▶ _Page text_:
Karl Falkenberg, the Director General of DG Environment, was grilled by MEPs over the ditching of waste laws.

The European Commission’s decision to ditch the Circular Economy package of waste, recycling and incineration laws, was confirmed yesterday (22 January), despite the objections of the EU Parliament and national environment ministers.

Legal procedures to officially dump the legislation should be completed in the next couple of months, the Commission told EurActiv.

The final decision has been taken and nothing could be foreseen that would change the executive’s mind at this stage, EU sources said.

The confirmation came after Karl Falkenberg, the Commission’s Director-General for the environment, told MEPs at a Parliament committee meeting that the formal decision would take place in February.

The Circular Economy package was intended to increase recycling levels and tighten rules on incineration and landfill. It consists of six bills on waste, packaging, landfill, end of life vehicles, batteries and accumulators, and electronic equipment waste.

▶ _Goal_:
Answer these questions using the text on the Circular Economy package:
(a) On what date was the Commission's decision to ditch the package confirmed?
(b) In which month did Karl Falkenberg say the formal decision would take place?
(c) How many bills make up the package?

▶ _Collected data_:
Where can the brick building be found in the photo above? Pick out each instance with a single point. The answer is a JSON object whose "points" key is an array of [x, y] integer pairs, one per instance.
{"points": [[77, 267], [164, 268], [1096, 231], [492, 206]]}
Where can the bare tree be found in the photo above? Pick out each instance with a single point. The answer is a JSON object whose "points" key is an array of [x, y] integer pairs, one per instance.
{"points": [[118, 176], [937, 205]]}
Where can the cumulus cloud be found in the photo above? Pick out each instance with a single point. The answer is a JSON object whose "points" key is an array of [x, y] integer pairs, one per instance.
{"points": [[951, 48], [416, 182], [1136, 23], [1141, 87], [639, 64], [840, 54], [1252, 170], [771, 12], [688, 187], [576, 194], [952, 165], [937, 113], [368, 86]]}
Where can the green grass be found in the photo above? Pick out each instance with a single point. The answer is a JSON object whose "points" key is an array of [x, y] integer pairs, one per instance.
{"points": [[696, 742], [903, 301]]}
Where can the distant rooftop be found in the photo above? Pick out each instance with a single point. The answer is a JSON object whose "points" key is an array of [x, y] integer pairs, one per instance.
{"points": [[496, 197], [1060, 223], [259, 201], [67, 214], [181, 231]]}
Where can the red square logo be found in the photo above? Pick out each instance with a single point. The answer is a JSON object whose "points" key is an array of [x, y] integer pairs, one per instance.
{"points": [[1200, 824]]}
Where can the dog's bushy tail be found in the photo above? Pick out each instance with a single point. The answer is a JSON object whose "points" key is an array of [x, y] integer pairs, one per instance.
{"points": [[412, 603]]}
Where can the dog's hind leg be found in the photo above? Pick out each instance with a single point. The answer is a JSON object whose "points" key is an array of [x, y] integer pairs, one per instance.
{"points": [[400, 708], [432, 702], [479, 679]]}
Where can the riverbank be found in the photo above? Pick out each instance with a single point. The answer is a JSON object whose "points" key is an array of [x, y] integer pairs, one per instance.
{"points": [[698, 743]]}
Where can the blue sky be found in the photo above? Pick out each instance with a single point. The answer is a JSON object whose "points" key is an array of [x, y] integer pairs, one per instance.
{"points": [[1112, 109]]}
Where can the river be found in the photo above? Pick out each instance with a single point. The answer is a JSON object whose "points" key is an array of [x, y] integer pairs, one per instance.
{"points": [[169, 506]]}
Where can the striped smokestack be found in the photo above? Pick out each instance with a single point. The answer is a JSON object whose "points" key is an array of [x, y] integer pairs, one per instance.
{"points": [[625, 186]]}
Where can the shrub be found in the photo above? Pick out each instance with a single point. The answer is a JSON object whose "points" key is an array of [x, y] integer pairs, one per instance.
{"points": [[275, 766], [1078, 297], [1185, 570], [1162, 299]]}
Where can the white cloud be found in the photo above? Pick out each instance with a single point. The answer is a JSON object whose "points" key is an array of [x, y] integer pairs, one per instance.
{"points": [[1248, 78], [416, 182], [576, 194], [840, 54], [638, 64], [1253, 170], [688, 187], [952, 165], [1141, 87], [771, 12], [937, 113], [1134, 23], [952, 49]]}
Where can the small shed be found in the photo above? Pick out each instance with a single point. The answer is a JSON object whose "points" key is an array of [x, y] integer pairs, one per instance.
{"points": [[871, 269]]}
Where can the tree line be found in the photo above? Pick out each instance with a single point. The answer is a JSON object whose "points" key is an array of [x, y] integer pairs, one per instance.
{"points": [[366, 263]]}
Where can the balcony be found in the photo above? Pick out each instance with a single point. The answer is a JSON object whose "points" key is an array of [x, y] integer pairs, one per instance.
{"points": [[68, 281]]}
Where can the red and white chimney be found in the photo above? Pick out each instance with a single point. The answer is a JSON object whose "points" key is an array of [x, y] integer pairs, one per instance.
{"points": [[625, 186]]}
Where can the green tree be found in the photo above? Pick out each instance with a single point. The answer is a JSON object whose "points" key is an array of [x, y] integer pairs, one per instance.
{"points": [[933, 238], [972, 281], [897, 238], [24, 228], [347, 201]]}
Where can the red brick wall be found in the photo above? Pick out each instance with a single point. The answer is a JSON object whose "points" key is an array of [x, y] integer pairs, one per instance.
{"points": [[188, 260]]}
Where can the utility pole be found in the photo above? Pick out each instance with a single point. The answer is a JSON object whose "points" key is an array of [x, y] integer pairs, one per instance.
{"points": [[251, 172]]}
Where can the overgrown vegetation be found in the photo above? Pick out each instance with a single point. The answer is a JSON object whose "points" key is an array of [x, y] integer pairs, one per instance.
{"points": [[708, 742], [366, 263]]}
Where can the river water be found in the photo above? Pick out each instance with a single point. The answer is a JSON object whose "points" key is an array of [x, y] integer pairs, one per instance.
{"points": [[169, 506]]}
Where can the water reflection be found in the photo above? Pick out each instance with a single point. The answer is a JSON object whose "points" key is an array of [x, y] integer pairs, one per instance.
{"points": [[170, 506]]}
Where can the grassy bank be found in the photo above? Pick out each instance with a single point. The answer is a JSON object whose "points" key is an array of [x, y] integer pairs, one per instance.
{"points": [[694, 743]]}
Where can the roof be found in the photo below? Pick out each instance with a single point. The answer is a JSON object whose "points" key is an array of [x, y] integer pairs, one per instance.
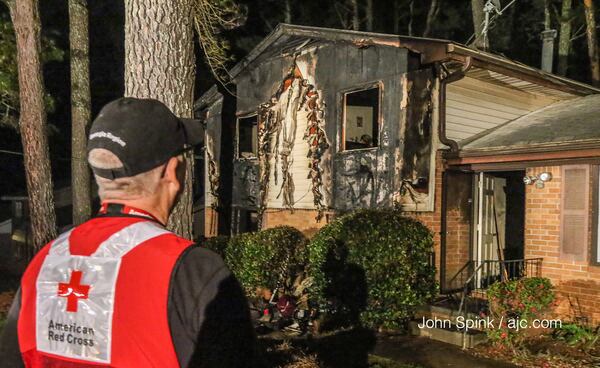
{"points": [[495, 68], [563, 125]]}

▶ _Answer to the task_:
(a) 22 January.
(b) February.
(c) Six.